REQUEST –
Turn every line of the records below into a numbered list, skipping any blank lines. Leave the pictures out of your list.

[start DATA TO PROCESS]

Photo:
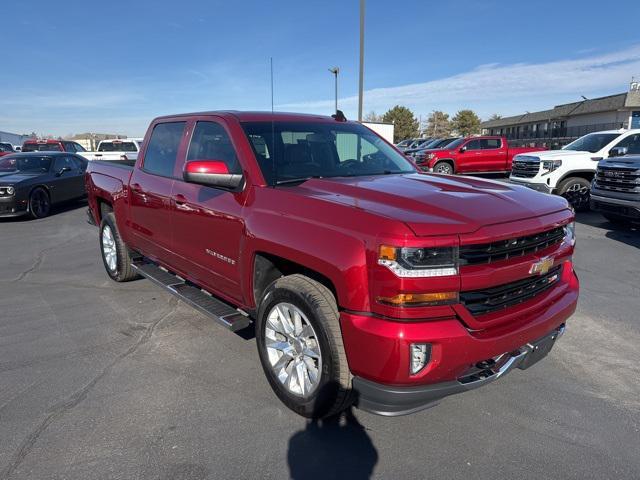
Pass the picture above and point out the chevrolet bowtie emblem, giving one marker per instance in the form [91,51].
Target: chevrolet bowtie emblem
[542,266]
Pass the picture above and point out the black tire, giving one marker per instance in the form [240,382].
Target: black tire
[39,203]
[444,168]
[577,191]
[121,271]
[333,393]
[616,220]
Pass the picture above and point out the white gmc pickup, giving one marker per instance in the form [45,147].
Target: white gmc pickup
[116,149]
[569,171]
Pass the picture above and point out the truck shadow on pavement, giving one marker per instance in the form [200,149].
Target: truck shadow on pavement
[629,234]
[336,447]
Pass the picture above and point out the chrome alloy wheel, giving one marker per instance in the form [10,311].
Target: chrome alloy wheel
[293,349]
[109,248]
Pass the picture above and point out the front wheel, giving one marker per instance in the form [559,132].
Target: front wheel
[39,203]
[443,167]
[115,254]
[577,192]
[300,347]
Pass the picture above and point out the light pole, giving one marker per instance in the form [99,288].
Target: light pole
[361,85]
[336,71]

[end DATA TO PROCESS]

OUTPUT FOR THIS EXERCISE –
1. Photo:
2. Pass the picture above and point out the chevrolet bowtie emblem, giving one marker per instance in the form [91,51].
3. Target: chevrolet bowtie emblem
4. [542,266]
5. Pass the picture above and point out the black tire, giving one marker per instance in the form [240,382].
6. Target: black tire
7. [39,203]
8. [444,168]
9. [577,191]
10. [121,271]
11. [333,393]
12. [616,220]
13. Pass the picture above and point out the white gmc pickup, giving one marker per instance in the form [45,147].
14. Target: white gmc pickup
15. [116,149]
16. [569,171]
17. Pass the picture above and point out the truck shadow on pavement, giving one marker per instance in the form [200,149].
18. Target: truck shadow on pavement
19. [629,234]
20. [336,447]
21. Pass the picture above and point out the chrome alloy wheel, giving one marker per instance in the form [10,311].
22. Target: chrome alloy wheel
23. [293,349]
24. [109,248]
25. Pass the picture above and point out the front wheel, giving one marker per instance in the form [559,132].
26. Target: front wheel
27. [39,203]
28. [443,167]
29. [115,254]
30. [577,192]
31. [300,347]
32. Pass the picture above and point out the light pole, giving one marker per instance in the form [99,288].
33. Target: light pole
34. [361,85]
35. [336,71]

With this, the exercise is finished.